** Start Data lines **
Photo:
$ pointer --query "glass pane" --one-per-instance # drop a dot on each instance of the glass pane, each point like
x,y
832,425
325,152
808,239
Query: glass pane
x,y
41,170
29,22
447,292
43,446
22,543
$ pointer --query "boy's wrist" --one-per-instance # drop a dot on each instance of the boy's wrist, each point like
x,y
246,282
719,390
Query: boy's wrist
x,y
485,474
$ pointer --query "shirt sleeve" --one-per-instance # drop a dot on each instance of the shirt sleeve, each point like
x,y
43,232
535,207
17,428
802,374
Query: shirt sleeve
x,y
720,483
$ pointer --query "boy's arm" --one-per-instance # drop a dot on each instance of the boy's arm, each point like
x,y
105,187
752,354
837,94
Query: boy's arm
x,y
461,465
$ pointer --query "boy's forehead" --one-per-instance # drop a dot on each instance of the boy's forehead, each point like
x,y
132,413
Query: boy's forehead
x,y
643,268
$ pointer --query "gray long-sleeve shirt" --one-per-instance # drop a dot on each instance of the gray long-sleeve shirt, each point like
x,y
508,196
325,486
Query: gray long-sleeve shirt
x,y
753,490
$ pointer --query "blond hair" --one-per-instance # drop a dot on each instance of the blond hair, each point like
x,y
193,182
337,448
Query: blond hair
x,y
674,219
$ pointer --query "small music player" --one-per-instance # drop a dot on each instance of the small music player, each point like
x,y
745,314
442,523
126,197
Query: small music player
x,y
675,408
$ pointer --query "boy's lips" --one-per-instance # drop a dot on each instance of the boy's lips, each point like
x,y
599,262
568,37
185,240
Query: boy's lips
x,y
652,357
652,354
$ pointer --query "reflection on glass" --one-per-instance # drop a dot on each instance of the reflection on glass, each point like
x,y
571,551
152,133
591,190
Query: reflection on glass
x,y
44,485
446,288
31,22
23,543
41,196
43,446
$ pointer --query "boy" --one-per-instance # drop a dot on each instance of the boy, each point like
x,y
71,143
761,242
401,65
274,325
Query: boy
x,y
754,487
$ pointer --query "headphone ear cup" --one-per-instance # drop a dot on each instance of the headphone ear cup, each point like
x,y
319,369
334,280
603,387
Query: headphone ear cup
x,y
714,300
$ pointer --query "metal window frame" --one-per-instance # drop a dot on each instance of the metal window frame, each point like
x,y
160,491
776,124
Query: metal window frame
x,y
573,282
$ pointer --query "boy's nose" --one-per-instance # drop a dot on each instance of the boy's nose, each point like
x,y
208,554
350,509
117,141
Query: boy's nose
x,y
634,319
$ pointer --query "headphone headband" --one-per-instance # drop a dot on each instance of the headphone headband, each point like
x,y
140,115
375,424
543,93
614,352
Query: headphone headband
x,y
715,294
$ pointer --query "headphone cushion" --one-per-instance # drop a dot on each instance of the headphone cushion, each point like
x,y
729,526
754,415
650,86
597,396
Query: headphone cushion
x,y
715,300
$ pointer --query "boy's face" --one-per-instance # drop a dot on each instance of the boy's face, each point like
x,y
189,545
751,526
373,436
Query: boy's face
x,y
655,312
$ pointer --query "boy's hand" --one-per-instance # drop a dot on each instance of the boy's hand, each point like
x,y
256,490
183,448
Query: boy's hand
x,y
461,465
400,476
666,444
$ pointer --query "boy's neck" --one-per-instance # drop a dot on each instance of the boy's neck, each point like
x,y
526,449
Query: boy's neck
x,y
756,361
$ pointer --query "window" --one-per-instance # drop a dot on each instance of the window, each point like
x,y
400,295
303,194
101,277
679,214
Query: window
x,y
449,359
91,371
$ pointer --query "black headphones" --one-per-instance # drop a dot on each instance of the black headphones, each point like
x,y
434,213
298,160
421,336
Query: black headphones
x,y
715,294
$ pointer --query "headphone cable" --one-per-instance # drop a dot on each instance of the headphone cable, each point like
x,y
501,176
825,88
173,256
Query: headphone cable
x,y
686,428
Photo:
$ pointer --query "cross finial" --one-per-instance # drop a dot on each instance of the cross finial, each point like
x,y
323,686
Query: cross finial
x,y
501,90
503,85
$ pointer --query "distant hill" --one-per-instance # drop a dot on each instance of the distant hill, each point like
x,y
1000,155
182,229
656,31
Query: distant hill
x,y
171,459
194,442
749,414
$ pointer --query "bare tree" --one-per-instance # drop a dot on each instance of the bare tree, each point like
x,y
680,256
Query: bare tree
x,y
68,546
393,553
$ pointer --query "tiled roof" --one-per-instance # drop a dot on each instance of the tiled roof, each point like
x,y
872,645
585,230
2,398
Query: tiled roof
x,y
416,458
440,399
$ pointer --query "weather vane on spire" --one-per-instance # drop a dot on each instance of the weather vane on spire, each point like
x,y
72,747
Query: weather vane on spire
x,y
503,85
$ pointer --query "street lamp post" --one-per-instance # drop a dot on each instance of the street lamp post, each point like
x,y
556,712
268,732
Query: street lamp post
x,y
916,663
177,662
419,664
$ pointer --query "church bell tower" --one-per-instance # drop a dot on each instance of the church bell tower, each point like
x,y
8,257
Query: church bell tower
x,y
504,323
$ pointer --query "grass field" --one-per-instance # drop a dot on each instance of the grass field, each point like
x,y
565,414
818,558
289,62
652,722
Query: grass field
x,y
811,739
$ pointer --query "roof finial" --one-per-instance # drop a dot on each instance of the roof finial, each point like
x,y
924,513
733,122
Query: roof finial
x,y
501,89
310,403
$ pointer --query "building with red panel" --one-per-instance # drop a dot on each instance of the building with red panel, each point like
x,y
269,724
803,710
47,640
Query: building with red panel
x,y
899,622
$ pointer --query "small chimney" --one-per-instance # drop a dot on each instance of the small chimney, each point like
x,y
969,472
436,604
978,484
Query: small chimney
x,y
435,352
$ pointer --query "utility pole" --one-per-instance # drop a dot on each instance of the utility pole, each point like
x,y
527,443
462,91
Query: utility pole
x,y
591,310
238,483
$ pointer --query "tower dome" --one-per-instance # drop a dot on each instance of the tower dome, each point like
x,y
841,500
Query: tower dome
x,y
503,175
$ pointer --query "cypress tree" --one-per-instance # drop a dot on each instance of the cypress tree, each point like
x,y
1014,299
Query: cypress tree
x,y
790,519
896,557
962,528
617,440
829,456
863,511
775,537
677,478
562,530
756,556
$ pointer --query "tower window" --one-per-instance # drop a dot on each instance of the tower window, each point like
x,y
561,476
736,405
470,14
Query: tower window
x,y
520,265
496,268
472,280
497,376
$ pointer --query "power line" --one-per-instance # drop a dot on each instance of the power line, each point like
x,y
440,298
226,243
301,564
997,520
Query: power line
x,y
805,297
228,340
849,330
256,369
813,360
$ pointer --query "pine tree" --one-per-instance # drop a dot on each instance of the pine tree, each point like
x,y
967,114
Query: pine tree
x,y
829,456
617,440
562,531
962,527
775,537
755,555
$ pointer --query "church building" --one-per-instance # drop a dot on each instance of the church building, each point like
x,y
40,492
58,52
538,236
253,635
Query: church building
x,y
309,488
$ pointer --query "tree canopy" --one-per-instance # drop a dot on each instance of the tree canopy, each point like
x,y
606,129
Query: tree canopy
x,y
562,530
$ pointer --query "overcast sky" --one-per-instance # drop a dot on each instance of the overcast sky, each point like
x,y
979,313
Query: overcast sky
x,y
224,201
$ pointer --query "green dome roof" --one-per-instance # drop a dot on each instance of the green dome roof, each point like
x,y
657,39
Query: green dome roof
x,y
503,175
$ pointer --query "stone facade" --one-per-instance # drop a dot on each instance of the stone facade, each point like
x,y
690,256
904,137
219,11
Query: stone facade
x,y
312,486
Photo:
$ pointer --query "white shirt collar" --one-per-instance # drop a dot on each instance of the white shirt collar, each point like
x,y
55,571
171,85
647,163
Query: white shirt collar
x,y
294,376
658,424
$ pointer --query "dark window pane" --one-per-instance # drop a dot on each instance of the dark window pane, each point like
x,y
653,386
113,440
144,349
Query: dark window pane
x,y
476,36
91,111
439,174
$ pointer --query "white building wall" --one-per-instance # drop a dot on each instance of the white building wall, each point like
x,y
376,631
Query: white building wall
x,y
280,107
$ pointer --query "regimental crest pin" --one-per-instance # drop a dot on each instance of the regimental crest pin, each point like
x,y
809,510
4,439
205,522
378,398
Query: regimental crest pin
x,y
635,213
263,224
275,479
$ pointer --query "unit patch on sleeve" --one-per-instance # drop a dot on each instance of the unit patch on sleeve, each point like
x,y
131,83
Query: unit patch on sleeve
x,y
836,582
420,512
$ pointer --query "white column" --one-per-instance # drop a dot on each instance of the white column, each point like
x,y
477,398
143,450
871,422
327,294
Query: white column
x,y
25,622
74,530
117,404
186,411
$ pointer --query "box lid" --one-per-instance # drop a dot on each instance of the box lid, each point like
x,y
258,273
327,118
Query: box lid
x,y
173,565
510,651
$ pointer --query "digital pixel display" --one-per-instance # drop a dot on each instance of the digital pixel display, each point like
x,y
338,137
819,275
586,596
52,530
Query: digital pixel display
** End Data lines **
▶ [Problem requirements]:
Copy exactly, and only, the lines from the one containing "canopy, each point like" through the last line of the listing.

▶ [Solution to this task]:
$ pointer --query "tree canopy" --one-per-instance # drop a dot on each instance of the tree canopy, each point like
x,y
606,129
Query: tree canopy
x,y
562,530
$ pointer --query "overcast sky" --one-per-instance # drop a dot on each instance of the overcast sky, each point like
x,y
979,313
Query: overcast sky
x,y
224,201
$ pointer --query "green dome roof" --one-per-instance # drop a dot on each instance of the green dome roof, each point like
x,y
657,39
Query: green dome roof
x,y
503,175
$ pointer --query "stone facade" --one-per-instance # drop a dot on each instance of the stone facade, each point like
x,y
690,256
904,137
219,11
Query: stone facade
x,y
312,486
Photo:
$ pointer --query "white shirt collar" --one-per-instance # drop a dot on each instance of the white shirt collar, each point like
x,y
55,571
171,85
647,163
Query: white shirt collar
x,y
294,376
658,424
$ pointer --query "dark window pane" --one-per-instance # drop a dot on each instance of the dark window pane, each point like
x,y
653,386
113,440
144,349
Query: dark window pane
x,y
476,36
91,111
439,174
$ pointer --query "white building wall" --one-per-instance # drop a dot on each instance of the white building wall, each point like
x,y
376,631
Query: white building wall
x,y
280,107
$ pointer --query "regimental crest pin" --one-per-instance # drop a dot on each instance of the regimental crest pin, each point like
x,y
809,510
4,439
205,522
378,398
Query: regimental crest pin
x,y
635,213
263,224
275,479
$ pointer --query "unit patch on sleeve" --one-per-instance # drop a dot on each instance of the unit patch on sleeve, each point like
x,y
131,83
Query: unit patch on sleeve
x,y
836,582
420,512
$ pointer --query "white column" --one-per-instance # drop a dot on each instance of the white column, each point like
x,y
477,398
143,450
871,422
327,294
Query: white column
x,y
25,622
74,530
117,404
186,411
$ pointer --query "box lid" --one-per-instance # drop a dot on each instance of the box lid, each point like
x,y
258,273
327,118
Query: box lid
x,y
173,565
510,651
$ pointer --query "digital pixel display" --one-per-instance # drop a dot on each instance of the digital pixel display, each point like
x,y
338,137
819,275
586,596
52,530
Query: digital pixel display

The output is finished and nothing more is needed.